**TASK INSTRUCTIONS:**
Extract each line of the following material that contains the string "vertical", reproducing those lines in the order in which they appear.
Begin
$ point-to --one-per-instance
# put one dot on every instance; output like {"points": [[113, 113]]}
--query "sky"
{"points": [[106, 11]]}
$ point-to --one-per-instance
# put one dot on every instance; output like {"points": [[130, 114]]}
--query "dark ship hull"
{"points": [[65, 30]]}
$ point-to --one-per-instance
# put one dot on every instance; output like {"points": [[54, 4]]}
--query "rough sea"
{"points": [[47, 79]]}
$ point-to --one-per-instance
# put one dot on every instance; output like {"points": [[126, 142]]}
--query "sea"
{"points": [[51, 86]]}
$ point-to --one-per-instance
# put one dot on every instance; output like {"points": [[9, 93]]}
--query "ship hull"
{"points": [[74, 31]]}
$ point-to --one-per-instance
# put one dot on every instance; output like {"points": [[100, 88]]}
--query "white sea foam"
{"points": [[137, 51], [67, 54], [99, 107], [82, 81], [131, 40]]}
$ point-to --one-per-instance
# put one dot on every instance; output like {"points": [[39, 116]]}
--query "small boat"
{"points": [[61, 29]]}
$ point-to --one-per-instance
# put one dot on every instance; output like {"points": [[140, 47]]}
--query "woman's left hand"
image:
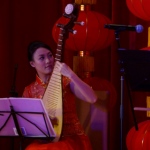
{"points": [[64, 69]]}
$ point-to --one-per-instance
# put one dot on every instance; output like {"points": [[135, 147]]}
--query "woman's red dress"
{"points": [[73, 136]]}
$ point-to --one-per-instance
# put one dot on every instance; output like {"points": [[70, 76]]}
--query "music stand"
{"points": [[25, 118]]}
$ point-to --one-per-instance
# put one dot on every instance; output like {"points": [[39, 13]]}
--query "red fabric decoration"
{"points": [[140, 139], [139, 8], [90, 37]]}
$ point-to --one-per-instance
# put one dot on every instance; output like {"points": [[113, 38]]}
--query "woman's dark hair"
{"points": [[33, 46]]}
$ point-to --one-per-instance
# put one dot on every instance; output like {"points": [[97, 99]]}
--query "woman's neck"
{"points": [[44, 78]]}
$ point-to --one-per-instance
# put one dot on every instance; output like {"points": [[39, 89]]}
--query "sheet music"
{"points": [[31, 115]]}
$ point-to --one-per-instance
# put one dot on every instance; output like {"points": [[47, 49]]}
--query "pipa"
{"points": [[52, 97]]}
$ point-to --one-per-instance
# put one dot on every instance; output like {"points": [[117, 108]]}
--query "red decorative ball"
{"points": [[139, 139]]}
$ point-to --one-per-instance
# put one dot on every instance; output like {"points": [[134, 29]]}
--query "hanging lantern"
{"points": [[139, 139], [85, 2], [91, 36], [139, 8]]}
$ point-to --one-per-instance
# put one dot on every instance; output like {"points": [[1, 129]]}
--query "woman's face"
{"points": [[43, 61]]}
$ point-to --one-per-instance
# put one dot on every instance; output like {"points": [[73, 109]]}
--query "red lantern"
{"points": [[99, 84], [140, 139], [90, 37], [139, 8]]}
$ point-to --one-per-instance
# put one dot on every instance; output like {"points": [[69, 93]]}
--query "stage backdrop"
{"points": [[23, 21]]}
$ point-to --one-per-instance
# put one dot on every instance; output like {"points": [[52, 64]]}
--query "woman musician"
{"points": [[73, 137]]}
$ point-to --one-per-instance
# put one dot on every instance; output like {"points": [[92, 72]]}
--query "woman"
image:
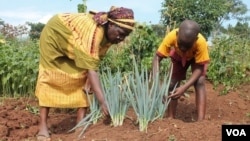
{"points": [[71, 48]]}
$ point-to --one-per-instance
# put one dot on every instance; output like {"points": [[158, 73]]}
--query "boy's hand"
{"points": [[177, 93]]}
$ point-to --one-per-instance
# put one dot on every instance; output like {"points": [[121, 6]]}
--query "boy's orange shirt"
{"points": [[199, 51]]}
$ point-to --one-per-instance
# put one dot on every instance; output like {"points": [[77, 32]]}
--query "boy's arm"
{"points": [[197, 72]]}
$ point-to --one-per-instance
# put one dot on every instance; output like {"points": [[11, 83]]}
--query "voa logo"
{"points": [[236, 132]]}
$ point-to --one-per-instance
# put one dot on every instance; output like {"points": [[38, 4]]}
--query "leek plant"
{"points": [[92, 118], [117, 102], [146, 98]]}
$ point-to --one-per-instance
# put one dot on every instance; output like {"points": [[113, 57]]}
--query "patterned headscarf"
{"points": [[121, 16]]}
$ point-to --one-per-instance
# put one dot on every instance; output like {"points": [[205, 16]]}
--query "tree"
{"points": [[208, 13]]}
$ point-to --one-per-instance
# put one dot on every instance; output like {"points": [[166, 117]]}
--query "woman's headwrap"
{"points": [[120, 16]]}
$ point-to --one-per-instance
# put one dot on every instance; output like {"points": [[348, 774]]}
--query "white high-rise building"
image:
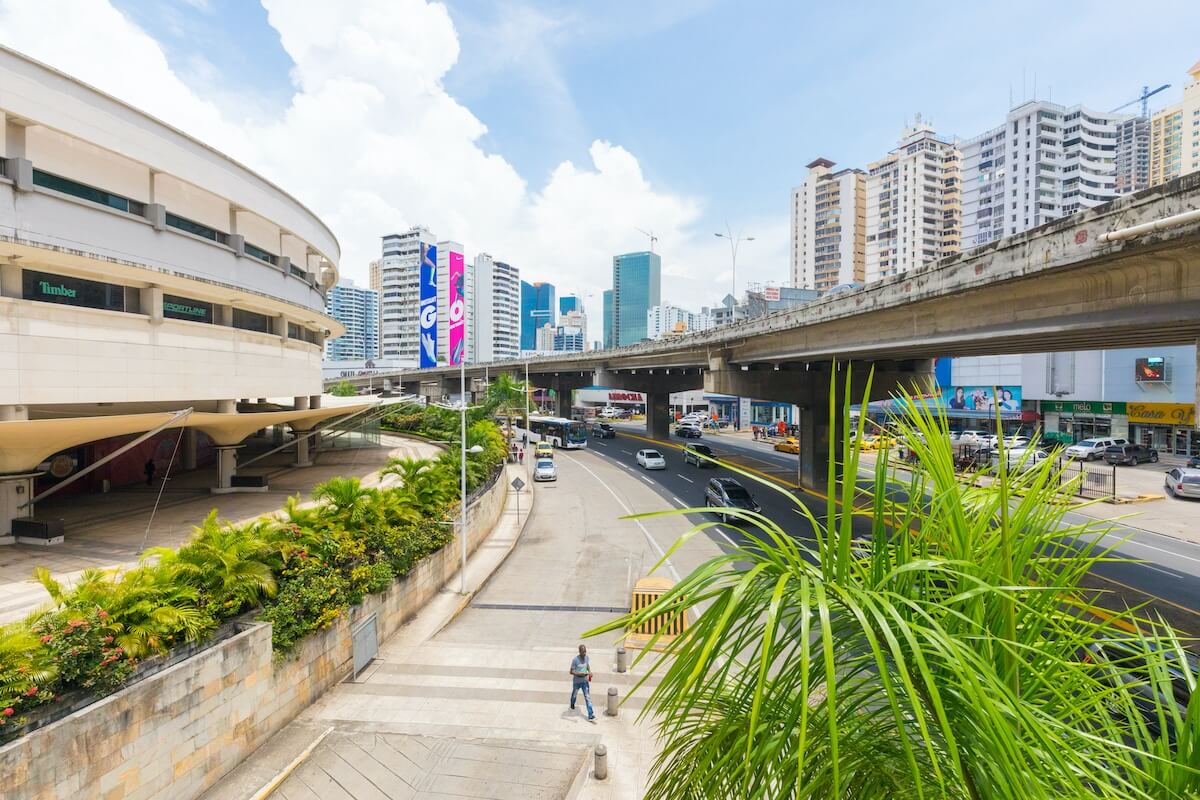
{"points": [[495, 325], [1045, 162], [399, 286], [666, 319], [828, 227], [912, 204]]}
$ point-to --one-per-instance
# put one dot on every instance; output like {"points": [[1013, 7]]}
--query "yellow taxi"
{"points": [[791, 444]]}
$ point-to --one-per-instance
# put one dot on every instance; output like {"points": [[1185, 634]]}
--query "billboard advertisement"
{"points": [[982, 398], [456, 305], [429, 299]]}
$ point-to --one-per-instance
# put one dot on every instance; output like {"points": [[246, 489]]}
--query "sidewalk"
{"points": [[469, 699]]}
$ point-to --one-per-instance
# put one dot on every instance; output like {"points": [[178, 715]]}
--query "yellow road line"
{"points": [[1103, 614]]}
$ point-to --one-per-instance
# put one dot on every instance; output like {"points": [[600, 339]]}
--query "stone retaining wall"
{"points": [[175, 733]]}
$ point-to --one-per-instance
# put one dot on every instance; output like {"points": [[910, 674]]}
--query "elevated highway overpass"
{"points": [[1122, 275]]}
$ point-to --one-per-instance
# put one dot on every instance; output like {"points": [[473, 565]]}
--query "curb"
{"points": [[471, 595]]}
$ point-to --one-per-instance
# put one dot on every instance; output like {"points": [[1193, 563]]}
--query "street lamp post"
{"points": [[733, 253]]}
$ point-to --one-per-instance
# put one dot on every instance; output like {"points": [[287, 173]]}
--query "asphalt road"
{"points": [[1163, 571]]}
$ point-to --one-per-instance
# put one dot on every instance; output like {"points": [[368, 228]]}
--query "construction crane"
{"points": [[1146, 94], [651, 234]]}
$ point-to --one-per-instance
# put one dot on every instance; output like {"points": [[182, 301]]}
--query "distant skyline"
{"points": [[547, 133]]}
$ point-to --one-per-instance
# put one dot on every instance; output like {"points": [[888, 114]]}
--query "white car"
{"points": [[1092, 449], [1011, 443], [544, 470], [1024, 458], [973, 438], [651, 459]]}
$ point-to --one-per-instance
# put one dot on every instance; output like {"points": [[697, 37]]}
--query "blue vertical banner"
{"points": [[429, 296]]}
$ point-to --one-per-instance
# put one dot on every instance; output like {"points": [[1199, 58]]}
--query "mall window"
{"points": [[196, 229], [258, 252], [249, 320], [193, 311], [84, 192], [64, 290]]}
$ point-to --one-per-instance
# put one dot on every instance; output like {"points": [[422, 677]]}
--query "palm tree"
{"points": [[952, 654], [509, 396]]}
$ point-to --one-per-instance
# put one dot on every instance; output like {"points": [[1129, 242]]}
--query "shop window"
{"points": [[45, 287], [249, 320]]}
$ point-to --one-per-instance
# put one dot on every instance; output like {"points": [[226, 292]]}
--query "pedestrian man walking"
{"points": [[581, 678]]}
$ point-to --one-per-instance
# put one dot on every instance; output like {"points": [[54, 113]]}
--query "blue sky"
{"points": [[721, 103]]}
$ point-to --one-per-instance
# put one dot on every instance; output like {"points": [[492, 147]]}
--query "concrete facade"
{"points": [[175, 733]]}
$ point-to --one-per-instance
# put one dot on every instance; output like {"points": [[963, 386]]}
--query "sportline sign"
{"points": [[607, 396]]}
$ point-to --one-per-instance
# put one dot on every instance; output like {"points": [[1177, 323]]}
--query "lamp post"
{"points": [[733, 253]]}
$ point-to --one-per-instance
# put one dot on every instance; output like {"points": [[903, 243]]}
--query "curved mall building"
{"points": [[148, 283]]}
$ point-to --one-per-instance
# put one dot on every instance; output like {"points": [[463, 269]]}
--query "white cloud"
{"points": [[373, 143]]}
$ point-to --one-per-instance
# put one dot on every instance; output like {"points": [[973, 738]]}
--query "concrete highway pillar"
{"points": [[227, 467], [658, 415], [189, 446], [303, 458]]}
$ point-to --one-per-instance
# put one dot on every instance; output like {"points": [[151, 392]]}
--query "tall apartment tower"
{"points": [[495, 324], [400, 275], [636, 288], [358, 308], [1133, 155], [913, 214], [1175, 134], [1045, 162], [828, 227]]}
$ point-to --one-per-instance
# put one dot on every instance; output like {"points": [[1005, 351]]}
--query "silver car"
{"points": [[544, 470], [1183, 482]]}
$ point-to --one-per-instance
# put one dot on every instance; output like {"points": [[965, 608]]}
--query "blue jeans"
{"points": [[587, 695]]}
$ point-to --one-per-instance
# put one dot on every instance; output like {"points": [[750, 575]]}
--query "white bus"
{"points": [[558, 431]]}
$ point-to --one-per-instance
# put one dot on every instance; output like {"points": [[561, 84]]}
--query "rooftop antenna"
{"points": [[651, 234]]}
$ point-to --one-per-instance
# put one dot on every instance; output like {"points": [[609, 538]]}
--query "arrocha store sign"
{"points": [[1179, 414]]}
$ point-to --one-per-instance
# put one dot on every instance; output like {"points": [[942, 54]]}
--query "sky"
{"points": [[549, 132]]}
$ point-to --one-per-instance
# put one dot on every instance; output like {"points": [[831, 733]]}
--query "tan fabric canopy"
{"points": [[24, 444]]}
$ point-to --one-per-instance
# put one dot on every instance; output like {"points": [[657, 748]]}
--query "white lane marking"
{"points": [[649, 539]]}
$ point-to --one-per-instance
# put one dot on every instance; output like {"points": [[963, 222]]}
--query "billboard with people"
{"points": [[982, 398]]}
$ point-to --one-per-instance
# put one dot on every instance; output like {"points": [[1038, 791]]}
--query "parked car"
{"points": [[544, 470], [651, 459], [1012, 441], [1131, 455], [1023, 458], [791, 444], [603, 431], [1092, 449], [697, 455], [1183, 482], [973, 438], [727, 493]]}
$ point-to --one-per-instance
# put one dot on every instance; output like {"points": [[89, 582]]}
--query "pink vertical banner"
{"points": [[456, 302]]}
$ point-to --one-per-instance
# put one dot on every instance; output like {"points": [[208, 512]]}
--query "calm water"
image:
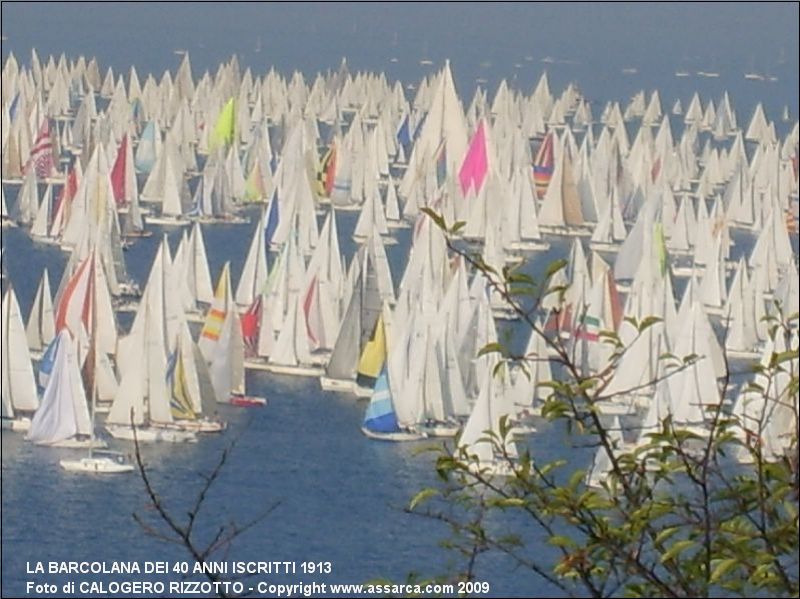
{"points": [[341, 495]]}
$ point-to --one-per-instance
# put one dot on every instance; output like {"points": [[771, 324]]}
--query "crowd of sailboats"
{"points": [[644, 203]]}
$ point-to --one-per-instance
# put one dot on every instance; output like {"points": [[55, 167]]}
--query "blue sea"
{"points": [[338, 496]]}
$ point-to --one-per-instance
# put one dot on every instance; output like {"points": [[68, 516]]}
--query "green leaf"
{"points": [[422, 496], [491, 348], [676, 548], [437, 218], [561, 541], [665, 534], [648, 322], [554, 267], [722, 568], [457, 226]]}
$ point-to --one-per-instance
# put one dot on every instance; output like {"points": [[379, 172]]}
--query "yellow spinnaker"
{"points": [[225, 127], [374, 353]]}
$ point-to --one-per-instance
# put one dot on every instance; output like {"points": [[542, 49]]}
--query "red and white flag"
{"points": [[41, 158]]}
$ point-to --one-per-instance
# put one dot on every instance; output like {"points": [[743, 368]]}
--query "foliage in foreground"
{"points": [[675, 516]]}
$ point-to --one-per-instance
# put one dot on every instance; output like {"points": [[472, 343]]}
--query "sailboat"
{"points": [[17, 381], [380, 420], [481, 435], [63, 419], [41, 323]]}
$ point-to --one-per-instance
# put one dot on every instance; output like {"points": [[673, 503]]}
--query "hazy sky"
{"points": [[488, 40]]}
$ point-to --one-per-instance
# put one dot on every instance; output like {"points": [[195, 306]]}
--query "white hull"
{"points": [[439, 430], [19, 425], [196, 426], [299, 370], [613, 408], [504, 313], [530, 245], [566, 230], [386, 239], [743, 354], [215, 220], [151, 434], [401, 436], [602, 246], [495, 468], [329, 384], [102, 465], [79, 444], [167, 221]]}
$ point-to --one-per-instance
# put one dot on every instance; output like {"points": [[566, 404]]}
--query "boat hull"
{"points": [[96, 466], [398, 437], [151, 434]]}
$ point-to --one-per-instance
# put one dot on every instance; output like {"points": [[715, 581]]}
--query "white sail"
{"points": [[17, 380], [41, 327], [254, 274], [64, 412]]}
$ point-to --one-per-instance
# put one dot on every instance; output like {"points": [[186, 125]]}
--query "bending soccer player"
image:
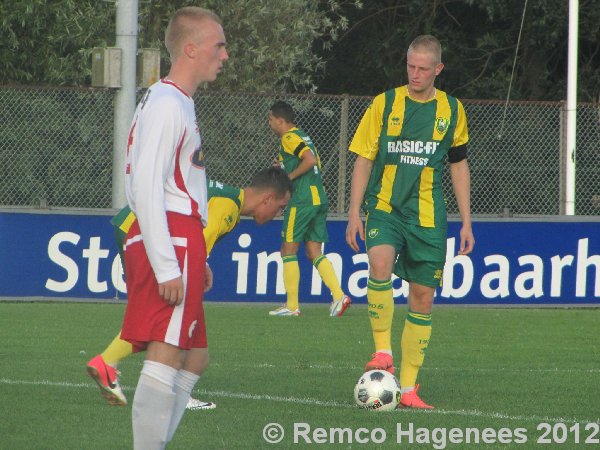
{"points": [[305, 220], [402, 144], [265, 197]]}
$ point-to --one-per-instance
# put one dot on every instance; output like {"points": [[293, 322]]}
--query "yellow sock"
{"points": [[328, 276], [381, 312], [415, 340], [291, 280], [116, 351]]}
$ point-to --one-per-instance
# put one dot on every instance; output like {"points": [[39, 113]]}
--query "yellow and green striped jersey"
{"points": [[408, 141], [307, 189], [224, 206]]}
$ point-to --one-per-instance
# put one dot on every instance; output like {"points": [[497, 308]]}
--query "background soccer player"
{"points": [[165, 251], [305, 218], [265, 197], [401, 144]]}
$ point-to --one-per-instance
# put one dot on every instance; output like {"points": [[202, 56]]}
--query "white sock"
{"points": [[184, 383], [153, 404]]}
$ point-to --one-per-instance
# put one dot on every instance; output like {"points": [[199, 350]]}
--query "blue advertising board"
{"points": [[58, 255]]}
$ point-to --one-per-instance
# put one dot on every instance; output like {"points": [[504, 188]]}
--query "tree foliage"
{"points": [[270, 43], [339, 46], [479, 38]]}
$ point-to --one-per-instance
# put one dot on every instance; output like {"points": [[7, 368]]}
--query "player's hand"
{"points": [[208, 279], [172, 291], [467, 240], [354, 226]]}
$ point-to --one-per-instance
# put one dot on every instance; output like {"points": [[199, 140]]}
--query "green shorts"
{"points": [[421, 251], [305, 223]]}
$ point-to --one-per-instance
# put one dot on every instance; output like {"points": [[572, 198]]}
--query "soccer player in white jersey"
{"points": [[165, 251]]}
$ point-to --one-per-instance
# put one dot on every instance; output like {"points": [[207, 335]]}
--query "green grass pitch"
{"points": [[514, 368]]}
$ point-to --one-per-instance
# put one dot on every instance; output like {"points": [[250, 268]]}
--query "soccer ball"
{"points": [[377, 390]]}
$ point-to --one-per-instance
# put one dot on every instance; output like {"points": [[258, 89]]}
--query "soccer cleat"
{"points": [[195, 405], [284, 311], [336, 309], [381, 361], [412, 400], [105, 377]]}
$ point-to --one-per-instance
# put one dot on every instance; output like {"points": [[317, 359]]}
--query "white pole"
{"points": [[126, 39], [571, 108]]}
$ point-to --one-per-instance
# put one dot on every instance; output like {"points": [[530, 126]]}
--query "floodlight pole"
{"points": [[124, 102], [571, 131]]}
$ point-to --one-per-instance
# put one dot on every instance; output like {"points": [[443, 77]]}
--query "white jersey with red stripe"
{"points": [[165, 170]]}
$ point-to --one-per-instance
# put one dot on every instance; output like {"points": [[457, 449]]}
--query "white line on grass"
{"points": [[349, 366], [314, 402]]}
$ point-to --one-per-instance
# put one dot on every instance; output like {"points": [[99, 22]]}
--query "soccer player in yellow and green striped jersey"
{"points": [[402, 144], [266, 197], [305, 219]]}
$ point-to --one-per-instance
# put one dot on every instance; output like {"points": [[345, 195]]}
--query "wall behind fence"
{"points": [[522, 262], [56, 148]]}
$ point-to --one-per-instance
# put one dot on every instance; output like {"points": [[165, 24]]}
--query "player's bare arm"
{"points": [[360, 179], [461, 182], [172, 291]]}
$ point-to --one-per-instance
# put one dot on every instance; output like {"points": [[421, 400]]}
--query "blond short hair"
{"points": [[427, 43], [180, 27]]}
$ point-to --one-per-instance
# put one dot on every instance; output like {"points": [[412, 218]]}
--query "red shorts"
{"points": [[147, 316]]}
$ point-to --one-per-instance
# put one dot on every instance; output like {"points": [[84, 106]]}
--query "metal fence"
{"points": [[56, 148]]}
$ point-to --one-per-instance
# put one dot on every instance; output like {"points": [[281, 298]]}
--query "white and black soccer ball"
{"points": [[377, 390]]}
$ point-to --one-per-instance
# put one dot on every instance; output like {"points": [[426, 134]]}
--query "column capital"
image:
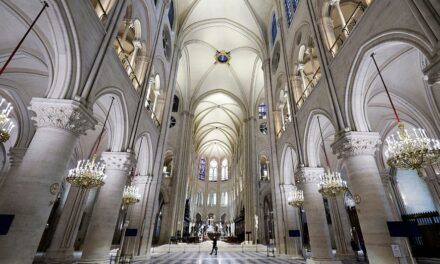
{"points": [[122, 161], [432, 71], [308, 175], [350, 144], [141, 179], [16, 155], [68, 115], [137, 43], [334, 2]]}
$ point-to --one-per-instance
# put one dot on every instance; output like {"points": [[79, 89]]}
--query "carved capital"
{"points": [[122, 161], [308, 175], [16, 155], [141, 180], [63, 114], [350, 144], [432, 71], [334, 2]]}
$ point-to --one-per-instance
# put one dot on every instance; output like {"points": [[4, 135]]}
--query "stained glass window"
{"points": [[262, 111], [225, 171], [274, 28], [213, 170], [202, 171], [290, 6], [171, 14]]}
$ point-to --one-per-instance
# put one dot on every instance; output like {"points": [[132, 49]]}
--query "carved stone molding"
{"points": [[432, 71], [308, 175], [63, 114], [122, 161], [141, 180], [16, 155], [351, 144]]}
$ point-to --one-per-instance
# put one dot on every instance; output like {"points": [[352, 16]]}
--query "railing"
{"points": [[153, 115], [350, 24], [126, 64], [311, 84]]}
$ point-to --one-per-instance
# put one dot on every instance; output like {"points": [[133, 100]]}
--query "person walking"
{"points": [[355, 248], [214, 246]]}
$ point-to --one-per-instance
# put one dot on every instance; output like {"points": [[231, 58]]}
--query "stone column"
{"points": [[15, 158], [107, 206], [336, 4], [320, 243], [62, 245], [357, 151], [136, 215], [343, 246], [293, 244], [30, 191]]}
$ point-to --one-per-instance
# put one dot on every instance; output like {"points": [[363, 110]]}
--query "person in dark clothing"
{"points": [[355, 248], [214, 246]]}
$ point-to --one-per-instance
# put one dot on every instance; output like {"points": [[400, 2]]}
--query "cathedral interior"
{"points": [[290, 131]]}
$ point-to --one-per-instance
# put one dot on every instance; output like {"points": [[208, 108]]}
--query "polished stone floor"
{"points": [[221, 258]]}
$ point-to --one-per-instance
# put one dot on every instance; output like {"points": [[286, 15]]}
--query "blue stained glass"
{"points": [[171, 14], [290, 6], [222, 58], [274, 28], [202, 171]]}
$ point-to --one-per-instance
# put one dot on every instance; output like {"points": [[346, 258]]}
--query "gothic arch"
{"points": [[355, 94], [289, 163], [312, 138], [117, 125]]}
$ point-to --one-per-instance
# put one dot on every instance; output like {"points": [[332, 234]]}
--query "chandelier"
{"points": [[131, 195], [87, 174], [6, 124], [409, 150], [90, 174], [331, 183], [296, 197]]}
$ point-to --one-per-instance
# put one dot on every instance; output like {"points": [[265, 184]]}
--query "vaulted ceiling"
{"points": [[221, 95]]}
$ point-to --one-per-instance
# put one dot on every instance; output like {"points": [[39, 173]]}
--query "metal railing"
{"points": [[126, 64], [349, 26], [310, 85]]}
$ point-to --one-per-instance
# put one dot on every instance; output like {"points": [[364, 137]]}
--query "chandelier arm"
{"points": [[137, 158], [386, 89], [45, 5], [103, 128], [323, 144]]}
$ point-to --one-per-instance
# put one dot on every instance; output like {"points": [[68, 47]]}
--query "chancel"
{"points": [[273, 131]]}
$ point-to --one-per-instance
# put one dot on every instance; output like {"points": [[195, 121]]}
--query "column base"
{"points": [[345, 256], [60, 256], [323, 261], [92, 261]]}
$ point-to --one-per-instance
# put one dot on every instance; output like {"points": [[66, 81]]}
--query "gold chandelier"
{"points": [[296, 197], [6, 124], [331, 183], [131, 195], [87, 174], [409, 150], [90, 174]]}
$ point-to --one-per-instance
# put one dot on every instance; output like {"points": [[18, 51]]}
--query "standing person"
{"points": [[355, 248], [214, 246]]}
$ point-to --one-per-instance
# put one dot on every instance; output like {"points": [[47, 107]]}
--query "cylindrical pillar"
{"points": [[357, 151], [28, 195], [320, 242], [107, 206], [62, 244]]}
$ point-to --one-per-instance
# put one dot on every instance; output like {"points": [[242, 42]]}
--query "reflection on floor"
{"points": [[221, 258]]}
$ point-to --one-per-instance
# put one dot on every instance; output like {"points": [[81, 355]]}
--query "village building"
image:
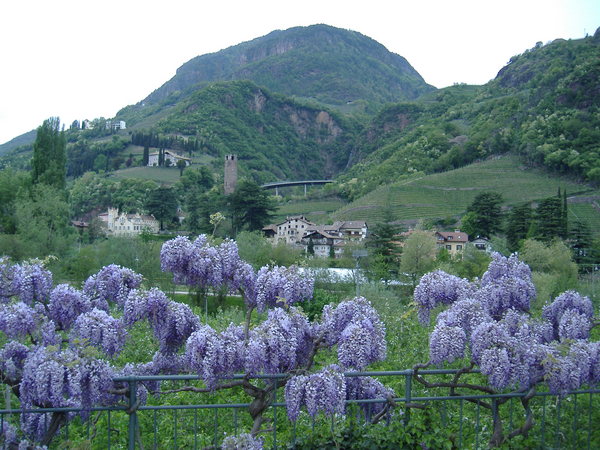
End
**ANSWER FOR THE TASK:**
--query "blue vertical banner"
--query "pink vertical banner"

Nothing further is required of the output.